Task inputs:
--------
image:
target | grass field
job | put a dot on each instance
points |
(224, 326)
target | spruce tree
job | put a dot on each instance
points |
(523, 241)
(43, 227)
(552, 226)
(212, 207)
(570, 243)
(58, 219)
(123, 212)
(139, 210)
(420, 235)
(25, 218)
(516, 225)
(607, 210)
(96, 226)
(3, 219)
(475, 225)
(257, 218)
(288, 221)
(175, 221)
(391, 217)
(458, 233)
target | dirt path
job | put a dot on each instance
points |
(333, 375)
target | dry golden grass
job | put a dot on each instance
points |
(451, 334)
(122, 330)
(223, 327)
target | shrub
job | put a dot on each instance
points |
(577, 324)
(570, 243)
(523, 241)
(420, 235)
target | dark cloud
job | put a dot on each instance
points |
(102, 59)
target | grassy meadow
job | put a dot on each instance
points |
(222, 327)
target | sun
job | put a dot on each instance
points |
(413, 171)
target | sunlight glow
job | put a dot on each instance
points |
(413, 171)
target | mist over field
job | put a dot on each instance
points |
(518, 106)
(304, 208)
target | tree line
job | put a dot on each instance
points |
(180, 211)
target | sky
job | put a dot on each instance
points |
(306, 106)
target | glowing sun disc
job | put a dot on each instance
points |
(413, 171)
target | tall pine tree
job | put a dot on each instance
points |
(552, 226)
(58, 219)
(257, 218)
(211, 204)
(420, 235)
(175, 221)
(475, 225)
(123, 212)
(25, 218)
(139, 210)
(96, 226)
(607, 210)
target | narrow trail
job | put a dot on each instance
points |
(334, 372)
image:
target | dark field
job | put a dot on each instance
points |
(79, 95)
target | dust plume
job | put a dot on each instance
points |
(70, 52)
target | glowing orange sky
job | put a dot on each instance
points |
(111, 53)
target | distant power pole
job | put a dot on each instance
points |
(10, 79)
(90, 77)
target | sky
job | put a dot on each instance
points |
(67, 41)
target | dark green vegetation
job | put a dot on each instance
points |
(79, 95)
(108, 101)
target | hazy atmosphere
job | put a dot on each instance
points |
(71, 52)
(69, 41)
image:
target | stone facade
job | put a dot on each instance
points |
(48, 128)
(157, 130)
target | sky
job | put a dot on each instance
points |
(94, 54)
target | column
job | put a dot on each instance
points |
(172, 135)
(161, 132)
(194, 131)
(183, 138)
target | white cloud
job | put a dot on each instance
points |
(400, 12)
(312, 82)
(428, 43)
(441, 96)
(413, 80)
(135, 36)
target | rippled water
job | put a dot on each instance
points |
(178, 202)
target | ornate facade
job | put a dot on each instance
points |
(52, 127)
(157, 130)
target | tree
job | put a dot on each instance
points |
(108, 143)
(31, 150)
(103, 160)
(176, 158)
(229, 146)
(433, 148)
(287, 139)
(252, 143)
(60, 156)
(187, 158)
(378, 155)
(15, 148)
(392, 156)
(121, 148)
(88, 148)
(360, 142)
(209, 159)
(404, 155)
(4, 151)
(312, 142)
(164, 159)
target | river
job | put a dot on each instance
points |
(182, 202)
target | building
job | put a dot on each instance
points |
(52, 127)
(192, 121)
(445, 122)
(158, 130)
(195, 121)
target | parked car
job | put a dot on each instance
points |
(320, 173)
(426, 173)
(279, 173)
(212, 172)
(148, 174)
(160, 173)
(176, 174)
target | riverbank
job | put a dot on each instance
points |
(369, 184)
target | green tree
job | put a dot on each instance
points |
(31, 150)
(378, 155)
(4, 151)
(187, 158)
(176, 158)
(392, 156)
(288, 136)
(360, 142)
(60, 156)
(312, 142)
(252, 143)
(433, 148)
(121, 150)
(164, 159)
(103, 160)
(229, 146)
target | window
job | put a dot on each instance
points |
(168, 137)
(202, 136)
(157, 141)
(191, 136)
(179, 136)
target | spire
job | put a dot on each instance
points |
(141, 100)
--------
Work item: Which lines above contain the word "facade"? Show each of them.

Result below:
target | stone facade
target | ornate facade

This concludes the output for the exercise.